--- PROBLEM STATEMENT ---
Look for "stain" in the records and copy every line that has it.
━━ EXERCISE MATERIALS
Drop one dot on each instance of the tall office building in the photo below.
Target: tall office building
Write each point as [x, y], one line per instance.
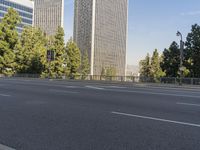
[100, 27]
[23, 7]
[49, 15]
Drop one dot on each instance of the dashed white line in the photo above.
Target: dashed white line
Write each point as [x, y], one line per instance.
[63, 91]
[5, 95]
[3, 147]
[188, 104]
[157, 119]
[94, 87]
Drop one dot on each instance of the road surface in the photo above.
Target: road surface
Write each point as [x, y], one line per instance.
[61, 115]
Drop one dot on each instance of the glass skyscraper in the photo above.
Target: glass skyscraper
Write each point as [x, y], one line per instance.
[49, 15]
[100, 27]
[23, 7]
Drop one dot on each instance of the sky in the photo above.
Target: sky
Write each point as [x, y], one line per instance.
[152, 24]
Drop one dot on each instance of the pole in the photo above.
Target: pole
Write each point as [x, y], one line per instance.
[181, 56]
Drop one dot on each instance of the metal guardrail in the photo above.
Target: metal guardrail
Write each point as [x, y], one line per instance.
[133, 79]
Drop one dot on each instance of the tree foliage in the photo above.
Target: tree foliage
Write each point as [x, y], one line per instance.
[31, 51]
[192, 51]
[8, 41]
[150, 66]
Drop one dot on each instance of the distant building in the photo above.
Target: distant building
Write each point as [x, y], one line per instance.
[100, 27]
[132, 70]
[23, 7]
[49, 15]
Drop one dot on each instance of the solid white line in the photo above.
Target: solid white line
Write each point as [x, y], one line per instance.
[5, 95]
[94, 87]
[116, 87]
[188, 104]
[157, 119]
[155, 93]
[3, 147]
[62, 91]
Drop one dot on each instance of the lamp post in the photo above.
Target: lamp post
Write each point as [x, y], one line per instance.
[181, 56]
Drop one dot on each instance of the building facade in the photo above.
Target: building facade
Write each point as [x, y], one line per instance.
[49, 15]
[23, 7]
[100, 27]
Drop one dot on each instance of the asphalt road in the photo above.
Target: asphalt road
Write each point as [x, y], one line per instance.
[56, 115]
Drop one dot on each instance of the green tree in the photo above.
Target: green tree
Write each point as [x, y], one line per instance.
[156, 71]
[145, 67]
[171, 60]
[31, 51]
[192, 52]
[8, 41]
[85, 66]
[74, 58]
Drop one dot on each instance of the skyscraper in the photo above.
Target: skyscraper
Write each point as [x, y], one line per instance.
[100, 27]
[23, 7]
[49, 15]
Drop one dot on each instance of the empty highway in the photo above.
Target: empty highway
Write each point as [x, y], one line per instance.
[66, 115]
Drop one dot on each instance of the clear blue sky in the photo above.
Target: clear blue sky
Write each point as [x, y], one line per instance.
[152, 24]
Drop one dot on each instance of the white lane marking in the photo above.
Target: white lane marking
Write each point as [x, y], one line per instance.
[71, 87]
[188, 104]
[155, 93]
[5, 95]
[3, 147]
[94, 87]
[157, 119]
[63, 91]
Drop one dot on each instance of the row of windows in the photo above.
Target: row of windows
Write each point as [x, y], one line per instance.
[17, 6]
[23, 20]
[20, 13]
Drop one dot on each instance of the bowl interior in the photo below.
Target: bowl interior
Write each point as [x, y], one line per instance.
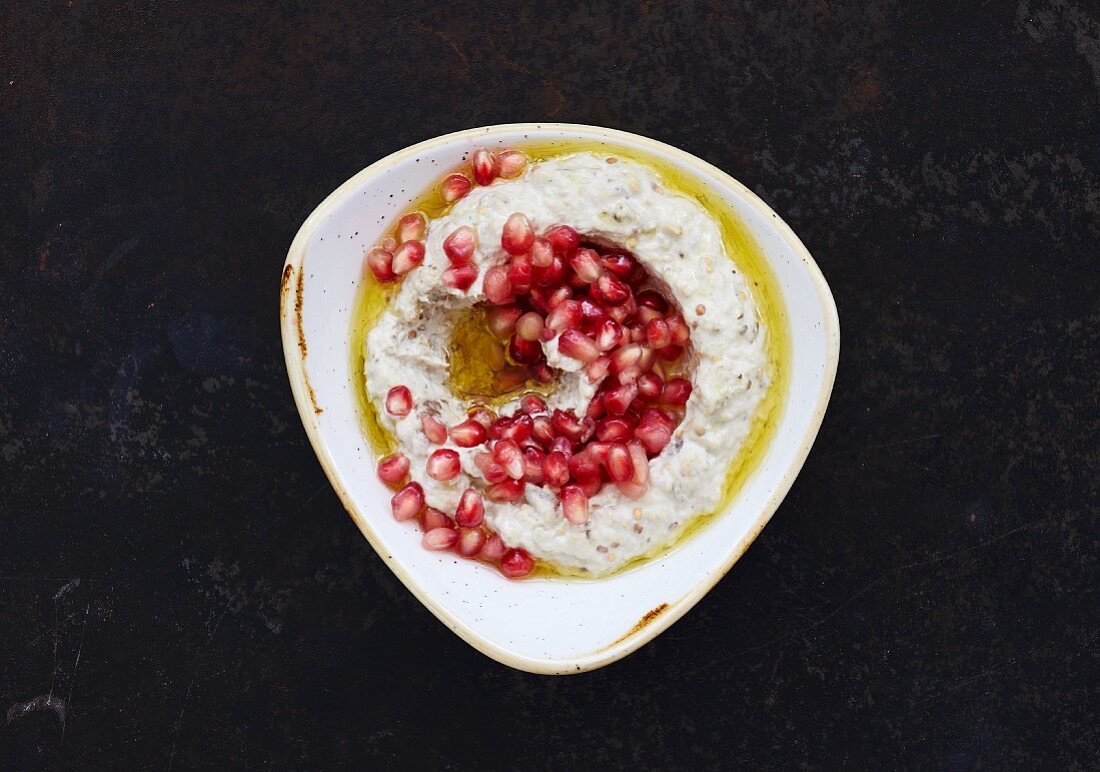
[542, 625]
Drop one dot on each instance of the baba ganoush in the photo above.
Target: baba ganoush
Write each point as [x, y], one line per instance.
[640, 354]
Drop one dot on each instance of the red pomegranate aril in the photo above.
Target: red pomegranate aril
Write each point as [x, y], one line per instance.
[443, 464]
[508, 491]
[484, 165]
[649, 386]
[454, 186]
[408, 255]
[381, 263]
[460, 245]
[471, 509]
[619, 465]
[469, 433]
[433, 429]
[608, 334]
[510, 163]
[507, 453]
[584, 466]
[524, 352]
[398, 401]
[611, 289]
[532, 404]
[574, 505]
[556, 469]
[516, 563]
[407, 503]
[433, 518]
[394, 469]
[679, 329]
[585, 263]
[517, 234]
[529, 326]
[564, 317]
[492, 471]
[653, 432]
[502, 320]
[460, 277]
[411, 227]
[675, 392]
[440, 539]
[596, 371]
[541, 253]
[615, 429]
[658, 334]
[575, 344]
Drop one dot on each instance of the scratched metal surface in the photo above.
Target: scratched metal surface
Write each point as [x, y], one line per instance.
[180, 588]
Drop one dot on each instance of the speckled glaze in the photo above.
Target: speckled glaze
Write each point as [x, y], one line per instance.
[546, 626]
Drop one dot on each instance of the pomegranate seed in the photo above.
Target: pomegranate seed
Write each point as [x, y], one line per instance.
[679, 329]
[541, 253]
[596, 371]
[658, 334]
[563, 239]
[653, 431]
[532, 404]
[586, 265]
[407, 503]
[443, 464]
[433, 429]
[494, 549]
[517, 235]
[411, 227]
[564, 317]
[398, 401]
[608, 335]
[584, 466]
[616, 429]
[440, 539]
[524, 352]
[617, 399]
[469, 433]
[507, 453]
[550, 275]
[510, 163]
[516, 563]
[574, 505]
[529, 326]
[470, 542]
[556, 469]
[611, 289]
[502, 320]
[492, 471]
[520, 274]
[433, 518]
[394, 469]
[381, 264]
[485, 167]
[460, 277]
[454, 187]
[471, 509]
[508, 491]
[575, 344]
[675, 392]
[532, 465]
[408, 255]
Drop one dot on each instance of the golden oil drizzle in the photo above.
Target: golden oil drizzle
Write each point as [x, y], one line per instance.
[740, 247]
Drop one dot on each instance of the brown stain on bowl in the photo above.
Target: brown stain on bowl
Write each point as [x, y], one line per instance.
[644, 622]
[299, 290]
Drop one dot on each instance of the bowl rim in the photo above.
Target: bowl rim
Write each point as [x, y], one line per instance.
[308, 410]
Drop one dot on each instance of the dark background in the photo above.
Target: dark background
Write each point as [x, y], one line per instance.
[179, 586]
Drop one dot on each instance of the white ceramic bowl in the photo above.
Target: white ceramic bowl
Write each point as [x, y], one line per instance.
[541, 625]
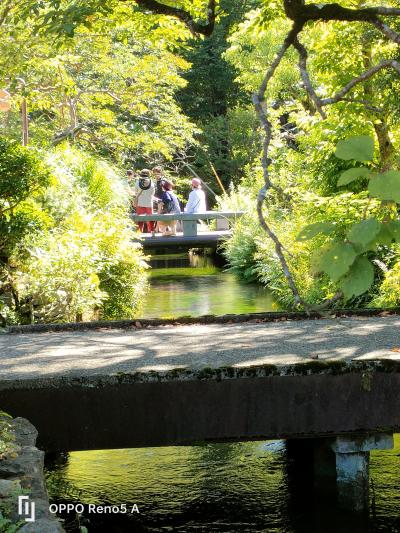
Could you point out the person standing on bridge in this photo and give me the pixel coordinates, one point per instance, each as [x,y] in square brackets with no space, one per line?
[159,177]
[169,204]
[144,193]
[197,198]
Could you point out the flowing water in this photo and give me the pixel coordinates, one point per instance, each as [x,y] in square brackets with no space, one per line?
[192,285]
[227,488]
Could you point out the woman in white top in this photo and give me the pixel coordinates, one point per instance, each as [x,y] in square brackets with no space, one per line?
[197,198]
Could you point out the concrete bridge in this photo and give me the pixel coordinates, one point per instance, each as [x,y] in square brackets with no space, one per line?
[152,383]
[190,237]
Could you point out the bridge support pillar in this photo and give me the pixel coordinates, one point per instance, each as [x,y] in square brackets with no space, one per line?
[352,467]
[338,465]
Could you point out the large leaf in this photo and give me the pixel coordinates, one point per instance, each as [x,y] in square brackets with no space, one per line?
[336,261]
[359,278]
[364,232]
[310,231]
[385,235]
[352,174]
[386,186]
[394,228]
[360,148]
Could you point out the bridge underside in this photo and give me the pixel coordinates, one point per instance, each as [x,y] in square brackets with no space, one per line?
[206,239]
[175,409]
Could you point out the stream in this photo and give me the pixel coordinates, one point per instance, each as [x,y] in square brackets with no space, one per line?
[223,487]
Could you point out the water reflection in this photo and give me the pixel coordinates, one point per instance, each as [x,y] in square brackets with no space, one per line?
[240,487]
[191,285]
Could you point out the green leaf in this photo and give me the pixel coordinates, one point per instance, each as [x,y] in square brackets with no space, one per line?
[394,228]
[359,278]
[385,236]
[360,148]
[364,232]
[310,231]
[352,174]
[336,260]
[386,186]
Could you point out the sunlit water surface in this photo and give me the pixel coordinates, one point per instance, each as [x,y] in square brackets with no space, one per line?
[191,285]
[239,487]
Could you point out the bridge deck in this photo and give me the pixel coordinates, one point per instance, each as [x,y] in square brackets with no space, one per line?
[121,388]
[201,240]
[196,346]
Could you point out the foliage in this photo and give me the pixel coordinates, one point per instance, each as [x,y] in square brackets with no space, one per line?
[347,261]
[22,177]
[110,89]
[68,270]
[7,436]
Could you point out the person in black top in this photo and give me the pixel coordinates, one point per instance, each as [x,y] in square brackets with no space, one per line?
[158,181]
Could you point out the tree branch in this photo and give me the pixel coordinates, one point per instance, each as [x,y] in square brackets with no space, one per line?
[301,13]
[303,56]
[195,27]
[388,63]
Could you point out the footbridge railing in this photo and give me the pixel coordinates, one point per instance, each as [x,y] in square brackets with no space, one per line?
[189,220]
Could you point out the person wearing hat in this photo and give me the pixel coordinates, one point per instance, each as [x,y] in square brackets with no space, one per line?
[169,204]
[197,198]
[158,175]
[144,193]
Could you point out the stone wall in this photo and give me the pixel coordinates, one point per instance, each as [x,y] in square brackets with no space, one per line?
[22,474]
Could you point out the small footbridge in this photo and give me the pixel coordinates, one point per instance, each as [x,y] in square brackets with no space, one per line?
[193,234]
[328,386]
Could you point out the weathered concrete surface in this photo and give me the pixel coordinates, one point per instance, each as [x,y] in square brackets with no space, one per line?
[86,353]
[23,472]
[180,385]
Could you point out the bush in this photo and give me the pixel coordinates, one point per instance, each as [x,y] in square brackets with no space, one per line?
[78,262]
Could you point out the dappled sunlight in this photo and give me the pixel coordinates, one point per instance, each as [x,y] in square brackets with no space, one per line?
[196,347]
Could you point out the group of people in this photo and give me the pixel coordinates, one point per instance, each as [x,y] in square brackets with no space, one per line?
[152,190]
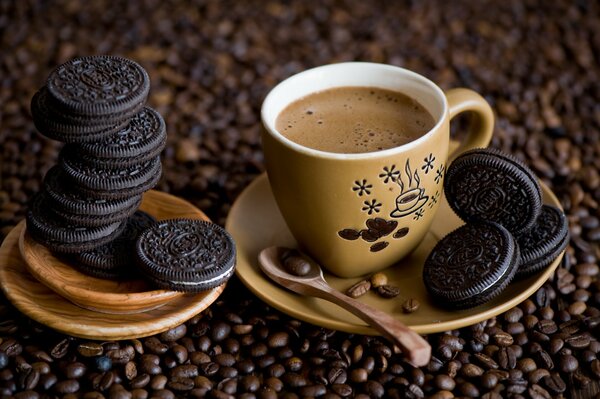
━━━━
--- WRITTEN REPLY ---
Drop one dot on each instance of the brown stain on bowl in the photo above.
Target: brown stain on bowl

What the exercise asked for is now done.